### About this exercise:
Report each line of the records below that uses the word "burlap".

Start of Entries provided

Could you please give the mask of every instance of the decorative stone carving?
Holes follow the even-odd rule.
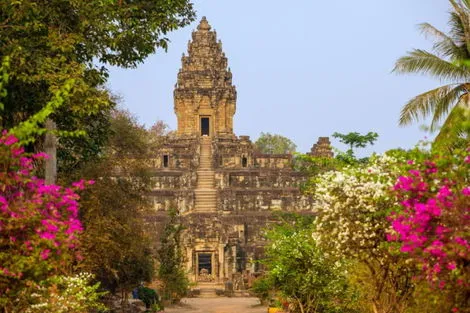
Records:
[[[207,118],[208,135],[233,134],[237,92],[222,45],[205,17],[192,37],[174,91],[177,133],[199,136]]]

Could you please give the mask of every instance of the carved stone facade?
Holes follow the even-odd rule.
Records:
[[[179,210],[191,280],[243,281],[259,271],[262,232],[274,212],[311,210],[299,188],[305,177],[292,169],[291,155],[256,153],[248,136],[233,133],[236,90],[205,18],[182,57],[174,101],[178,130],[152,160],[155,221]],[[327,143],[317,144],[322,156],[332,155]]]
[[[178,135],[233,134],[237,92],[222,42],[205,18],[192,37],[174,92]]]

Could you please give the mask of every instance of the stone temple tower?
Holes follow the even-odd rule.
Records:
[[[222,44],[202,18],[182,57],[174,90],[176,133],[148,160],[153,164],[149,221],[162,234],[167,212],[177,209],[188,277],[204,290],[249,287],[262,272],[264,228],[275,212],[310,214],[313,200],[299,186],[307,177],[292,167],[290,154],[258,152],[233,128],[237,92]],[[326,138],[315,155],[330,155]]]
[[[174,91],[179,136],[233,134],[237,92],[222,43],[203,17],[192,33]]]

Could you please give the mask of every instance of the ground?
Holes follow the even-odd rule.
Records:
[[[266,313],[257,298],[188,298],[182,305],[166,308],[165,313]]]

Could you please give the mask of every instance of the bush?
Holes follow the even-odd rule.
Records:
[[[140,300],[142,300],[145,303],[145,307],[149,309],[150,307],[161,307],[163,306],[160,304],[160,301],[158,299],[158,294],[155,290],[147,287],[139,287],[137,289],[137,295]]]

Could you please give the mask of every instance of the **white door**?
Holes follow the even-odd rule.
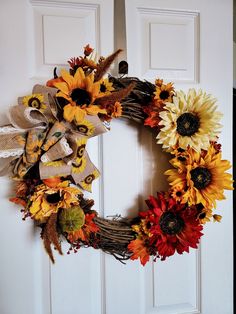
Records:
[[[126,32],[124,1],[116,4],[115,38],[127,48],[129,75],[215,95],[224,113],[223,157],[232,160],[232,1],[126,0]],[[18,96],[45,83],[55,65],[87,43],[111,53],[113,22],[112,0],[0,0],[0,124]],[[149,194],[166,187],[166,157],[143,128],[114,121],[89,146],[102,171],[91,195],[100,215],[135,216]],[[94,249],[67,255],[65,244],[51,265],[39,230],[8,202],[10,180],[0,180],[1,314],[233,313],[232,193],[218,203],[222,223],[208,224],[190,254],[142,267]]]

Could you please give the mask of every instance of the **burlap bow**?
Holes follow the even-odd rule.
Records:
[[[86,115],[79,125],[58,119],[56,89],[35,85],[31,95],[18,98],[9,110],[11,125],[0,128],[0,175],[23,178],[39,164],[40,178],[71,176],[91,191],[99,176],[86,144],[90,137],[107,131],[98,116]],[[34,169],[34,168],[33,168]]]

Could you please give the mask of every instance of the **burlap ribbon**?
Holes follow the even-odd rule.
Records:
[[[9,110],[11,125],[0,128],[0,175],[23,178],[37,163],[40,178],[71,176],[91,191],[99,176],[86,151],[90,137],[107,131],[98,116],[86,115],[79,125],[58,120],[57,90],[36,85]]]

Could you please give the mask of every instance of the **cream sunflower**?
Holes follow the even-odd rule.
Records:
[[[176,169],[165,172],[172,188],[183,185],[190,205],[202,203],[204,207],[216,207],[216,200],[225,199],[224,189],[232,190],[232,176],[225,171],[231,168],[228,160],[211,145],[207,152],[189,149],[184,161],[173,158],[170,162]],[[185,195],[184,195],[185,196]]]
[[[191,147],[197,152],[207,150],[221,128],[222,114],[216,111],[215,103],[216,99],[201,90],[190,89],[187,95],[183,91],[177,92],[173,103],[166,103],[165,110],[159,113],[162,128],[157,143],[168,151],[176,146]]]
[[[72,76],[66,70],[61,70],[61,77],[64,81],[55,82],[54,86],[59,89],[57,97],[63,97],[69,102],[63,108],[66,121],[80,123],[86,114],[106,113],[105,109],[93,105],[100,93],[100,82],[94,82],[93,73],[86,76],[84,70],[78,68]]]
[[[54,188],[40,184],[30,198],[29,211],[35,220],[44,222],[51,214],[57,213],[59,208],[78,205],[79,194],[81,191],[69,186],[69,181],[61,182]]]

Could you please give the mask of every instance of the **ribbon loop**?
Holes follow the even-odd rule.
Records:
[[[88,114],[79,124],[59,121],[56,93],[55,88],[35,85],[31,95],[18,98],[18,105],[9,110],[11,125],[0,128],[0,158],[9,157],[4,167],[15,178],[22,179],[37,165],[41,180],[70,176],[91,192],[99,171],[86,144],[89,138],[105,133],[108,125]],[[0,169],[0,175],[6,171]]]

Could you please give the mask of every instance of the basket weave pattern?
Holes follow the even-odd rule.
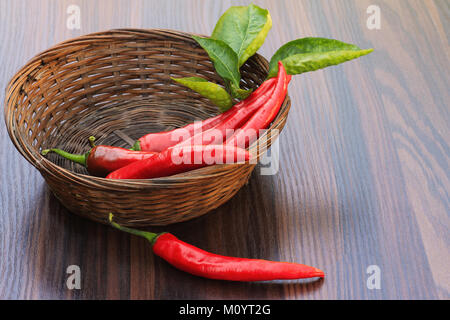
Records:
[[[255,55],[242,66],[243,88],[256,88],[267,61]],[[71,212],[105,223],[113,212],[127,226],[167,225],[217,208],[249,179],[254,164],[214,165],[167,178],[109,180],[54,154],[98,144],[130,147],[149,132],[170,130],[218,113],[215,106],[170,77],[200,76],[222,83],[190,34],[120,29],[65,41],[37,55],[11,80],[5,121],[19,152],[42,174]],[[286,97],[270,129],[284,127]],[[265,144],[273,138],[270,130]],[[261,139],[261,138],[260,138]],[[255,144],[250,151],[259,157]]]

End of Entries provided

### Worked solution:
Could you please give the mask of every instance of the **burlap bow**?
Could you please give the mask of every instance of the **burlap ribbon**?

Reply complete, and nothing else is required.